▸ TASKS TO CARRY OUT:
a) Please list every song title that the article about the song "Up" mentions.
b) Write the next part of the article about the song "Up", picking up right after its last sentence.

Single by James Morrison featuring Jessie J

from the album The Awakening
- Released: 16 November 2011
- Recorded: 2010–11
- Genre: Pop
- Length: 3:38
- Label: Island
- Songwriters: James Morrison, Toby Gad
- Producer: Mark Taylor

James Morrison singles chronology
| "I Won't Let You Go" (2011) | "Up" (2011) | "Slave to the Music" (2012) |

Jessie J singles chronology
| "Who You Are" (2011) | "Up" (2011) | "Laserlight" (2012) |

= Up (James Morrison song) =

"Up" is the second single released by singer-songwriter James Morrison from his third studio album, The Awakening. The song is a duet with English singer and songwriter Jessie J. The song was written by Morrison, Toby Gad and produced by Mark Taylor, who helmed Morrison's previous hook up with a female vocal partner Nelly Furtado, "Broken Strings". The single has peaked at number 30 in UK Singles Chart.

== Background ==
Though the first person Morrison himself thought of for the duet was Adele, it was his longstanding A&R man, Colin Barlow who actually suggested the collaboration with Jessie J. "Not that I was doubting Jessie's ability in any way," the singer said, "But I was worried whether she was the right character for the song. She got in the booth and did all this stuff that was amazing – she is a ridiculously good singer, so in tune she's like Autotune. I wanted to tap into the side of her character that is just a normal girl. I was like, you're a Ferrari, Jessie, you're in fifth gear – take it down to third. In the end it worked amazingly: she sang the chorus the way I should've sung it!"

== Composition ==
Lyrically, the song was inspired by Morrison's strained relationship with his late father, Paul. He died in 2010 from heart failure after a protracted and painful battle with alcoholism. "It was basically me saying to him: 'I'm not going to put up with your s--t, but I want you to know you have got the strength to turn it around for yourself' the singer said. "I didn't explain any of that to Jessie, though – I'd only just met her. We just focused on her delivering a s--t-hot vocal."

▸ DATA BLOCK:
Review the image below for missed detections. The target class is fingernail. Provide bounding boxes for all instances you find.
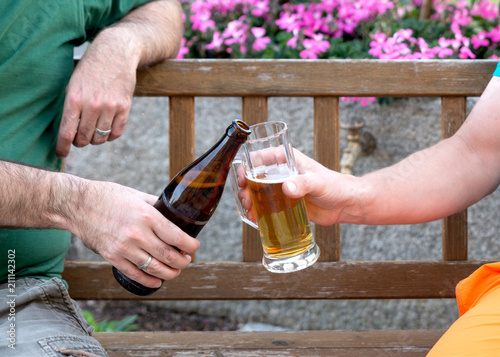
[286,182,297,193]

▸ EXERCISE ANSWERS:
a) "I Won't Let You Go", "Up", "Slave to the Music", "Who You Are", "Laserlight", "Broken Strings"

b)
== Critical reception ==
Lewis Corner of Digital Spy gave the song a negative review stating, "Hoping to continue his streak of success, the Rugby-born crooner has called upon the services of diva-du-jour Jessie J for his new single. Morrison pleas in his distinct gravelly tones before giving way to a run of Jessie J ad-libbing that yo-yos faster than an Alton Towers rollercoaster. That said, when it's put against a dreary backdrop of weeping guitars and a melancholy beat, the result is about as tedious as those pesky theme park queues. As such, there's an agonising sense of anticipation, but it just doesn't go anywhere fast." The soft-focus pop soul duet with Jessie J is simply a repeat run of his collaboration with Nelly Furtado, right down to the lack of chemistry between the two singers. Meanwhile, producer Bernard Butler is content to keep things slick, smooth, safe and sellable."

== Music video ==

Jessie J and Morrison in the music video for 'Up'.

The music video was directed by Phil Griffin and was premiered on 15 October 2011. The video follows James Morrison wandering his way through an abandoned-looking building, visiting Jessie J at her top-floor apartment and finally both of them end the song singing on the rooftop. The duo performed the song together at Children in Need Rocks Manchester in 2011. They also performed the song live at Wembley arena on Strictly Come Dancing's results show.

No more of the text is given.